Maverick lives with his mum, Faye. I think we see her in T.H.U.G. too. His dad is in prison. He was a King Lord gangster and was arrested when Maverick was around nine. He was sentenced to like forty years in prison or something, and is in a prison three hours away from The Garden where Maverick lives, meaning thet don't see him very often. I can't remember if he makes an appearance in T.H.U.G but I really liked him.

Maverick's girlfriend Lisa breaks up with him because he's had a baby with Iesha, and he is desperate to get her back. He has been selling drugs with his friend King, but he also wants to do the right thing so he gets a job in the grocery store with Mr Wyatt, his next door neighbour. But he is a King Lord, and that means certain things in The Garden. There's stuff going on with the big homies, including Maverick's cousin Dre. King is selling drugs without their say so, which will end in trouble (I wish I could remember what has happened to King in T.H.U.G!) 

Then of course we know there'll be Starr on her way soon... 

I loved this look back at Maverick's teen years. I loved seeing who he was and how through the course of the book he grows up, becomes a man, and shows up for everyone who needs him. I love how close he is to Faye, and she is a brilliant character. I also loved the relationship between Maverick and his dad - I loved how soft and raw and honest with each other they could be. I cannot say how much I loved this book. 


What age range is it for? 15+ 


Are any main characters LGBTQ+? I don't want to spoil anything, but yes, and this was a very, very sweet part of the book 


Are any main characters people of colour? Of course! I think most people in the book are Black. 


Are any main characters disabled either mentally or physically? No, I don't think so. 


Is there any sex stuff? Yes. It's not graphic, but it is there.

- [Recorded data]:
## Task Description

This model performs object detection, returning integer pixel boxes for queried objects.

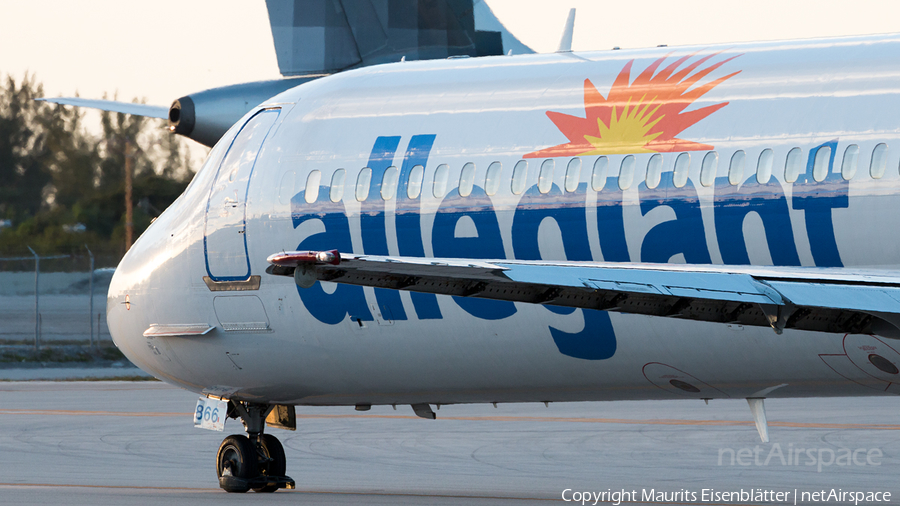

- [Written instruction A]:
Print the part of the book review about Maverick that begins at the words "Are any main characters people" and stops after the words "it is there.".
- [Written instruction B]:
Carry on the book review about Maverick from its last sentence.
The lines above come from a separate source.

- [Final result A]:
Are any main characters people of colour? Of course! I think most people in the book are Black. 


Are any main characters disabled either mentally or physically? No, I don't think so. 


Is there any sex stuff? Yes. It's not graphic, but it is there.

- [Final result B]:
Are drugs mentioned or used? Yes, mentioned. There's some mentions of drug users, but they're not a main part of the books. 


Is there any talk of death? Yes. No spoilers, but it is quite graphic, and I really didn't remember what had happened when Maverick was a teen that we were told in the first book. 


Are there swear words? Yeah, a few 

 

What criticisms do I have? My ONE criticism is that it was SO SHORT. I wanted 150 pages more! I could've read SO much more about this family. I do think Angie made the right choice to end it when she did, though. 


Would I recommend the book? Yes, definitely 


Why did I choose to read it at this point in life? I'd forgotten it had arrived then my kittens knocked over my pile of books next to the bed and I though, oh yeah! Let's pick that up soon! So I did 

 

What do I think of the cover? It's lovely. I loved having a visual of Maverick. 

 

What other books is it like? There's a book I read as a teen where a dad had to look after his baby by himself, so it kind of reminded me of that. 


How many stars? Five out of five! So, so good. 

 

Where is the book going now? I want Lee to read it - he's read both of Angie's previous books so I definitely think he should read this too!